Schreiben Sie die Fortsetzung des Textauszugs über Rikky von Opels Rennfahrerlaufbahn, beginnend unmittelbar nach dessen letztem Satz.

» **Textauszug**:
====

Über verschiedene Rennserien gelangte er in die britische Formel 3. Dort trat von Opel 1972 erstmals unter richtigem Namen an, und er wurde Meister der Lombard North Formel 3. Dass dies durchaus Aussagekraft hat, zeigt ein Blick in die Siegerlisten. Einige Jahre vor ihm gewann der Brasilianer Emerson Fittipaldi die Serie, etwas nach ihm dessen Landsmann Nelson Piquet. Beide wurden später Formel-1-Weltmeister.
Ganz so erfolgreich wie diese beiden war Rikky von Opel nicht. Aber er schaffte es, sich den grossen Traum von der Königsklasse des Automobilsports zu verwirklichen. Dass er aus wohlhabendem Haus stammte, war nebst gewissem Talent die zweite Voraussetzung. Der 26-Jährige plünderte seine Konten und investierte sein Vermögen in den Rennstall Ensign, für den er in der Formel 3 fuhr.
Dank von Opels Geld entwickelte Teamchef Mo Nunn einen Rennwagen für die Formel 1. Mitten in der Saison 1973 stieg die Equipe ein, Rang 15 belegte Rikky von Opel im Grossen Preis von Frankreich in Le Castellet. Bis Ende Jahr bestritt er sechs weitere Rennen, besser als 13. war er nie.
Er musste erst noch lernen, auf dem schmalen Grat zu wandeln, den Formel-1-Rennfahrer begehen: «Ich weiss genau: Dumme Fahrer rasen zu sehr, intelligente sind zu vorsichtig», sagte er. «Für mich kommt es darauf an, die Synthese zwischen Verstand und Draufgängertum zu finden.» In den 1970er-Jahren starb fast in jeder Saison ein Pilot, 1971 der Schweizer Jo Siffert.
Von Opels Ensign war dank Lackierung in British Racing Green zwar schick, aber offensichtlich wenig konkurrenzfähig. Mal blieb er wegen eines überhitzten Motors stehen, dann wegen Problemen mit dem Kraftstoffsystem, ein anderes Mal wegen eines gebrochenen Gaspedals. Als der Pilot vor dem ersten Grand Prix 1974 auch Probleme am Nachfolgewagen, dem Ensign N174, feststellte, reichte es ihm.
Von Opel trennte sich vom Team und wechselte zu Brabham. Zahlungskräftige Fahrer waren schon immer gerne gesehen und so überliess ihm der Teambesitzer ein Cockpit. Der Teambesitzer? Bernie Ecclestone, später als Geschäftsführer der Formel 1 der mächtigste Mann im Zirkus.

====

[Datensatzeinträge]
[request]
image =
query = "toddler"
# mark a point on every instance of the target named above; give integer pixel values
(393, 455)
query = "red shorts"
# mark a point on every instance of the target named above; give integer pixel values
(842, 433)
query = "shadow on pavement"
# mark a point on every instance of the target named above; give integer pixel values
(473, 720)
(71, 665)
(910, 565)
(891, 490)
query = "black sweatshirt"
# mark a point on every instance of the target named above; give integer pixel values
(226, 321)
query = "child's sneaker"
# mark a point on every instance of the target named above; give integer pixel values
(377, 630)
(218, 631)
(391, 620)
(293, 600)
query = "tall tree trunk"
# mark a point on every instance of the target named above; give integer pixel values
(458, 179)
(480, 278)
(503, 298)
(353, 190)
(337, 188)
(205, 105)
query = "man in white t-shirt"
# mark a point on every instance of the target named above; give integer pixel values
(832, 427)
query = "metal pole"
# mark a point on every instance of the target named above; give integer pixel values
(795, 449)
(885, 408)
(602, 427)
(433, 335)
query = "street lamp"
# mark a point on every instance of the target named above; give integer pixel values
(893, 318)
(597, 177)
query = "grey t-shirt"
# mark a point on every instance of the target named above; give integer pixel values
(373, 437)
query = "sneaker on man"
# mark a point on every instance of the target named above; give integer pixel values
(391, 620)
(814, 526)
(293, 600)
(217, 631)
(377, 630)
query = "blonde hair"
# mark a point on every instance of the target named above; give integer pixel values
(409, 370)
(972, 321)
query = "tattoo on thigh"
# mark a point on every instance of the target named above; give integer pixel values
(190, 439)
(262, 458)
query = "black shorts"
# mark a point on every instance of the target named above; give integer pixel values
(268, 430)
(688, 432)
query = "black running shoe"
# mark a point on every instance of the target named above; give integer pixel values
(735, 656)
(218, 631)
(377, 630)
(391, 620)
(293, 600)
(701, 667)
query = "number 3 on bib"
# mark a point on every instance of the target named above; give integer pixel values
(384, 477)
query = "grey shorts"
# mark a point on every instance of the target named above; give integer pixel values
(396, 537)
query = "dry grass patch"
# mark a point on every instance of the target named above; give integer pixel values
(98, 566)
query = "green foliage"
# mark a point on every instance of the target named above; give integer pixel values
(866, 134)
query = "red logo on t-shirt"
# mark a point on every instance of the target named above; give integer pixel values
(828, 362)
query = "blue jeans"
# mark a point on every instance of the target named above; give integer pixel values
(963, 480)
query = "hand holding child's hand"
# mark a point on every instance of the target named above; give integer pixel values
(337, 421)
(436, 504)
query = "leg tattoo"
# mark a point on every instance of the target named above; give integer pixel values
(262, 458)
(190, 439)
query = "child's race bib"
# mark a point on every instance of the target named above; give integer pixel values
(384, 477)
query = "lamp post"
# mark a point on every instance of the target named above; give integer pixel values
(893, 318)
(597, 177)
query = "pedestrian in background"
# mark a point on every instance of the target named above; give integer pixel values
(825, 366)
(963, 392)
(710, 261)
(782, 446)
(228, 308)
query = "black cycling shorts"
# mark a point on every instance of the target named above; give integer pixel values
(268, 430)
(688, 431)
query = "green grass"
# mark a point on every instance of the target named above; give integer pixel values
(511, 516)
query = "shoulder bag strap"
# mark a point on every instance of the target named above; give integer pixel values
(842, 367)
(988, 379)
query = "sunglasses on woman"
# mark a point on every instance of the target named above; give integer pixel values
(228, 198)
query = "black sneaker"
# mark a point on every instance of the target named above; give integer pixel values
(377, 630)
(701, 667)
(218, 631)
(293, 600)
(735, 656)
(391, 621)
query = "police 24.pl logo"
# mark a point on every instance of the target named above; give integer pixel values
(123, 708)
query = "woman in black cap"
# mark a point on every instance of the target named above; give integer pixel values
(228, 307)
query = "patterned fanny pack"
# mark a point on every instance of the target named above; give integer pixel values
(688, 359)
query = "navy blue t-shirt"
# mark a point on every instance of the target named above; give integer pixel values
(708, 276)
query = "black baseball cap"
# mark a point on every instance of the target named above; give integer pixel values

====

» **Antwort**:
Damit verfügte Rikky von Opel über ein gutes Auto, schliesslich holte Brabham im Vorjahr immerhin zwei Podestplätze. Herausgefahren hatte sie Carlos Reutemann. Der Argentinier war 1974 auch sein Teamkollege. Als von Opel – damals in Walchwil am Zugersee lebend, wie nach ihm für einige Jahre Sebastian Vettel – zu seinem neuen Team stiess, hatte Reutemann soeben in Südafrika einen GP-Sieg erringen können.
Während Reutemann Ende Saison zwei weitere Rennen gewann, kam von Opel nie auch nur in die Nähe des Podests. Er fiel in Spanien und in Belgien aus, verpasste in Monaco die Qualifikation fürs Rennen, wurde dann immerhin in Schweden Neunter und belegte den gleichen Platz beim Grossen Preis der Niederlande in Zandvoort.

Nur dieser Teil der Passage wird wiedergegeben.